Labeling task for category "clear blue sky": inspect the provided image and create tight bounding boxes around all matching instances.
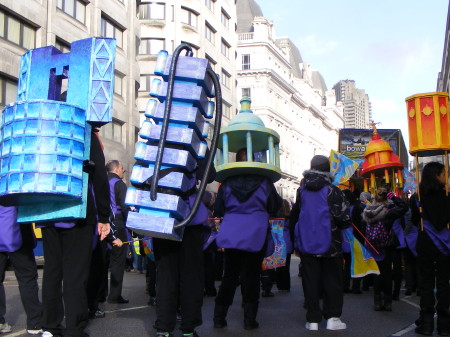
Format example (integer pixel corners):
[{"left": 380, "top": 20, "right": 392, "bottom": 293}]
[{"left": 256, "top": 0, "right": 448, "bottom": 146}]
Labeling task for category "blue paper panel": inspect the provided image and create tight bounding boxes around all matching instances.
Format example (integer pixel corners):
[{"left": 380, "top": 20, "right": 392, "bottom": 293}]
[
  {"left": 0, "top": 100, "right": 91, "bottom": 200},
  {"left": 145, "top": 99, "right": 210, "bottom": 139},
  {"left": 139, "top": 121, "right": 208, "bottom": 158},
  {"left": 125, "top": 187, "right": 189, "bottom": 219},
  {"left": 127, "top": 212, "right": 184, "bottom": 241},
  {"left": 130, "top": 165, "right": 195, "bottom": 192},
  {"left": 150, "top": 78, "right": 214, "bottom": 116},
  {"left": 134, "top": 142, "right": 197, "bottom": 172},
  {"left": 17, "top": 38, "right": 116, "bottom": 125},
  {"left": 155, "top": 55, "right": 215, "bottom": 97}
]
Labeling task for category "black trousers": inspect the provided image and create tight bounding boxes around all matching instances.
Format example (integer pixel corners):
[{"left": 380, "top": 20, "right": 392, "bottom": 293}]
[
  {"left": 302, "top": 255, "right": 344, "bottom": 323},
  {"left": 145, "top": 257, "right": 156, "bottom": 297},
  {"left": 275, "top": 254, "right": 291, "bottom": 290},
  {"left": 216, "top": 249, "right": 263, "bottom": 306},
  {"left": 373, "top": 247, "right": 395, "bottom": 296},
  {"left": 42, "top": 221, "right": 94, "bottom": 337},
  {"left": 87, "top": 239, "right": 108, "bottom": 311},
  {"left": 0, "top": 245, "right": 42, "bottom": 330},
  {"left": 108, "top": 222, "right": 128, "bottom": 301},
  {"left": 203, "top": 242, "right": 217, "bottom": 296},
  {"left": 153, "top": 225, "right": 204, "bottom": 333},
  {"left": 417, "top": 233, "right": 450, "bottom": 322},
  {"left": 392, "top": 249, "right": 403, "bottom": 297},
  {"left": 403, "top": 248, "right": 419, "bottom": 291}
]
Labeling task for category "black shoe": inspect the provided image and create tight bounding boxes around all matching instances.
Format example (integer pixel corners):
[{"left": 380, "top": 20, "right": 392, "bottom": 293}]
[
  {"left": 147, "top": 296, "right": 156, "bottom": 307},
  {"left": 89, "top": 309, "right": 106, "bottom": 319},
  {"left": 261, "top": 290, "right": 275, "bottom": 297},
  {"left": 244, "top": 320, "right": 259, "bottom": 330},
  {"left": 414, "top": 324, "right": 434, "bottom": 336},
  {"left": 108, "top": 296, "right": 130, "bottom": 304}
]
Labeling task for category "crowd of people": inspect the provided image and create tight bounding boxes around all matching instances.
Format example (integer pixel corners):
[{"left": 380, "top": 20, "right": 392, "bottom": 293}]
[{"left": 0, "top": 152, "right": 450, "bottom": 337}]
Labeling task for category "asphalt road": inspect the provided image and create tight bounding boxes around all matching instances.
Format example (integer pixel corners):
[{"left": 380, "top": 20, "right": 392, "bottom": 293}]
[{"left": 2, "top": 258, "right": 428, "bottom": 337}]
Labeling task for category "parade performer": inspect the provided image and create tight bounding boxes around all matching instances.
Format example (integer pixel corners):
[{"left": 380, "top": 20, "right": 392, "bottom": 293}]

+++

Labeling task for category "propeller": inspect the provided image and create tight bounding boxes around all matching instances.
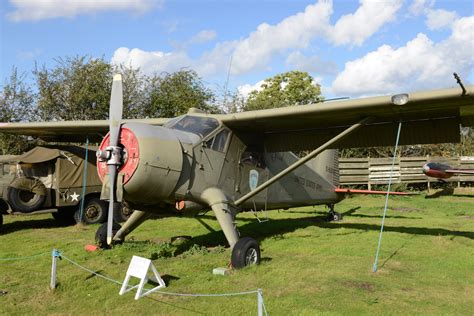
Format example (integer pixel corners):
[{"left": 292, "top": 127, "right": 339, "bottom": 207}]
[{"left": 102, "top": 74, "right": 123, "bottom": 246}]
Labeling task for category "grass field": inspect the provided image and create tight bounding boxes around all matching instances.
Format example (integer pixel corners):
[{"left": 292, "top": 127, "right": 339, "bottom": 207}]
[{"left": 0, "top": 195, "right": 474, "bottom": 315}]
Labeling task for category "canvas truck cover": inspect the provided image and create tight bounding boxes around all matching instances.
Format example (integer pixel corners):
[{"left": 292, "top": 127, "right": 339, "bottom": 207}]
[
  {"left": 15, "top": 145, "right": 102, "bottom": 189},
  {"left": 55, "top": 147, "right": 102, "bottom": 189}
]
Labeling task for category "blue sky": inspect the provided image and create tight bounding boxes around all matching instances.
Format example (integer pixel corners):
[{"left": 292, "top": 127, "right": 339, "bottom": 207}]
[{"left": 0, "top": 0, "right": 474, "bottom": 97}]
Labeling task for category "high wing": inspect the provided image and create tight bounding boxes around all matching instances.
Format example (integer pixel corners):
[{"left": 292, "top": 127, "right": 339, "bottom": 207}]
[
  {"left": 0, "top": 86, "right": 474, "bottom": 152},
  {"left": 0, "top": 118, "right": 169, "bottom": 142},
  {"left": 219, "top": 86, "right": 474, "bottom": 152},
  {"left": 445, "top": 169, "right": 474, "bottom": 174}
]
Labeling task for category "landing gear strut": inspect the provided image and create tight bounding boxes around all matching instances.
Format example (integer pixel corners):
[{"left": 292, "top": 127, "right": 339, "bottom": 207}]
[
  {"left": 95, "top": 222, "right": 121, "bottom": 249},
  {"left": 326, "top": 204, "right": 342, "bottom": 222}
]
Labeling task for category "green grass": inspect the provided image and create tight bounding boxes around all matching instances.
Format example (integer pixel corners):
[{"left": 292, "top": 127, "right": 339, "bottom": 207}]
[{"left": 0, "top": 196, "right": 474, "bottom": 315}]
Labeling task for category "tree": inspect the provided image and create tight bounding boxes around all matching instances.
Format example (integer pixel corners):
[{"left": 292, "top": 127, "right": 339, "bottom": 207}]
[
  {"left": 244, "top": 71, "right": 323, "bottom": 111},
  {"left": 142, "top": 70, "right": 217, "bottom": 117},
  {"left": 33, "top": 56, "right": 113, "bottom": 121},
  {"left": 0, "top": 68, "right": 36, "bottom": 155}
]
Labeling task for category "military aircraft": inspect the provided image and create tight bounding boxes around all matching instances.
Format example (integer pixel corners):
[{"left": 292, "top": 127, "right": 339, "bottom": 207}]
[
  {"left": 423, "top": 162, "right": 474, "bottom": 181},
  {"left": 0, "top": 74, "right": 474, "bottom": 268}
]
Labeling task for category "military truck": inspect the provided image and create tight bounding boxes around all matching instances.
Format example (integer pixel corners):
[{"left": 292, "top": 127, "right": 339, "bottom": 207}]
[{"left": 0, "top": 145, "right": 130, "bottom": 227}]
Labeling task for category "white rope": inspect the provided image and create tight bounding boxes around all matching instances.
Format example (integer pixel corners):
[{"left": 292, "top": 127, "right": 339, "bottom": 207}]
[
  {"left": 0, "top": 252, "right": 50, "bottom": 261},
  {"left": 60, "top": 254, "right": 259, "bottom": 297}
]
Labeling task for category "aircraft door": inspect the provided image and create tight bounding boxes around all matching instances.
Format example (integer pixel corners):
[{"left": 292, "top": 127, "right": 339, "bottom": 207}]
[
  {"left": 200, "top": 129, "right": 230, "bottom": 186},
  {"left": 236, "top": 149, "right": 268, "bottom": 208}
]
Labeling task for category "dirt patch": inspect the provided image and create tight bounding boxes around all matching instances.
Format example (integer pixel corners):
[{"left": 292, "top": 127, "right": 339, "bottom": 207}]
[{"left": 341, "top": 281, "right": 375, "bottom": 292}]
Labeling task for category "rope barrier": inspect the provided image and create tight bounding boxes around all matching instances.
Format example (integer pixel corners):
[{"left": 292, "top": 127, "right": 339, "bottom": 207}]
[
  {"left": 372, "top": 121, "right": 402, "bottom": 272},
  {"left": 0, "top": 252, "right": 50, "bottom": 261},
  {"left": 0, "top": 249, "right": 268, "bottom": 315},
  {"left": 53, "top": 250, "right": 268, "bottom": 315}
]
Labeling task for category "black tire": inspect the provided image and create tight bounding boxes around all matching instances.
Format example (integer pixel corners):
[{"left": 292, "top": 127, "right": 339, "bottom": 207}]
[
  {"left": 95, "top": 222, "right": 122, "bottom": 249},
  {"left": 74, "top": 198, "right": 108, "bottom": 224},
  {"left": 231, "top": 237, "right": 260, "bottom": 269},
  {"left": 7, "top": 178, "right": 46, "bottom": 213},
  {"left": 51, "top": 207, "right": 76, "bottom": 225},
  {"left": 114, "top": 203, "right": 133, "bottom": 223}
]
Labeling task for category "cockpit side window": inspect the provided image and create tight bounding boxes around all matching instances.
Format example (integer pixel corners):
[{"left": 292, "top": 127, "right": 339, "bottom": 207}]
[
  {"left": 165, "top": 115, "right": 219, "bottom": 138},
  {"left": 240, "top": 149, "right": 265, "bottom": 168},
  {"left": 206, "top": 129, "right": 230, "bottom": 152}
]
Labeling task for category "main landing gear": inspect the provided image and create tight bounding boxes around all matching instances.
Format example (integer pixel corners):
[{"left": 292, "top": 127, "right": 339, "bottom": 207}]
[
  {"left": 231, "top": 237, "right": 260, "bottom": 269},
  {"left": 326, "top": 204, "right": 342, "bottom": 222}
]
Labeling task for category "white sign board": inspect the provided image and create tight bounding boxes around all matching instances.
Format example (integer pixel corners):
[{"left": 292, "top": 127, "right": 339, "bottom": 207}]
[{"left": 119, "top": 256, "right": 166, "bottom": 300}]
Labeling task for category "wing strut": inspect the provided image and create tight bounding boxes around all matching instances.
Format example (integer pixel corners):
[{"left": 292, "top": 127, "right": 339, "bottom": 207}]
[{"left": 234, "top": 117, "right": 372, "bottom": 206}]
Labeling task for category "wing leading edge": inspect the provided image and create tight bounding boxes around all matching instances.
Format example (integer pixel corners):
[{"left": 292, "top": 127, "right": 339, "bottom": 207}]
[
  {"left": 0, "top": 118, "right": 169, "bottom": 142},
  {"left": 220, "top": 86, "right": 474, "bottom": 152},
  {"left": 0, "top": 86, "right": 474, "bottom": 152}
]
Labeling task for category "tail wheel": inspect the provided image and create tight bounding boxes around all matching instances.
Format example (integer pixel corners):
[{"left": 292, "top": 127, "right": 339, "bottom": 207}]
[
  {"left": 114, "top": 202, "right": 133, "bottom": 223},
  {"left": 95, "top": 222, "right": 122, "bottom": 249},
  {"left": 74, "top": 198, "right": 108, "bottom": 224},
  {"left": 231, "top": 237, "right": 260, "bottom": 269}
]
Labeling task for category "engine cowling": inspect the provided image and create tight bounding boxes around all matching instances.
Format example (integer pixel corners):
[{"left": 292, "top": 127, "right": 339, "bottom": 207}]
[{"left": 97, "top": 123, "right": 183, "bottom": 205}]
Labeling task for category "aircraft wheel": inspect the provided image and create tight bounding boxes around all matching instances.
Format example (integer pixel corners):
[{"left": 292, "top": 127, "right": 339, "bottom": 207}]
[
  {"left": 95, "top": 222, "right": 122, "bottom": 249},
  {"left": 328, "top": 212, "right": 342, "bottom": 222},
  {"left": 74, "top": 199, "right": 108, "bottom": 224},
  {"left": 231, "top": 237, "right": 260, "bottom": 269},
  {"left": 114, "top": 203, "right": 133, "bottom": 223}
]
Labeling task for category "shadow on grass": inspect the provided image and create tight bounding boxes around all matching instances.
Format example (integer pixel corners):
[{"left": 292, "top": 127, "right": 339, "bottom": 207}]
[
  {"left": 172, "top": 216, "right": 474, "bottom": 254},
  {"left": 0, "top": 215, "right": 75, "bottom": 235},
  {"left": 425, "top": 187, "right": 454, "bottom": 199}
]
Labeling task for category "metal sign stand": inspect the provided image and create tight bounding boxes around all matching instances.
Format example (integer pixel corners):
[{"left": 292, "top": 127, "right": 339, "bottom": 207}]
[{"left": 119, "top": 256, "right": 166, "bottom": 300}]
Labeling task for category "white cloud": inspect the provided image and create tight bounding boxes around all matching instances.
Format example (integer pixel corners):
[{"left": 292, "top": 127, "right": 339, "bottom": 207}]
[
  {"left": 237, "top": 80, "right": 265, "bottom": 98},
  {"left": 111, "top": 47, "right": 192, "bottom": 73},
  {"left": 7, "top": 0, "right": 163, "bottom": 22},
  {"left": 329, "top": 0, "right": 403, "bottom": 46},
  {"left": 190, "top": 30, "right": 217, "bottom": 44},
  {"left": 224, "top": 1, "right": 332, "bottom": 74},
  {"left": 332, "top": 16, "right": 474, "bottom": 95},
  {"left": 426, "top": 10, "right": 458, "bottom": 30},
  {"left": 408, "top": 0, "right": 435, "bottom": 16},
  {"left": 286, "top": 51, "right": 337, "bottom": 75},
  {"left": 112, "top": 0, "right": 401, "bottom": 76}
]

+++

## What you have to do:
Pick out every line above that contains the word "wheel", and copy each one in full.

## Expected answer:
Labeling task for category "tail wheel": inspect the provided image and create tight bounding boxes around all matching instances.
Labeling task for category "aircraft wheel": inspect the provided image and create tight bounding boxes around all matching instances.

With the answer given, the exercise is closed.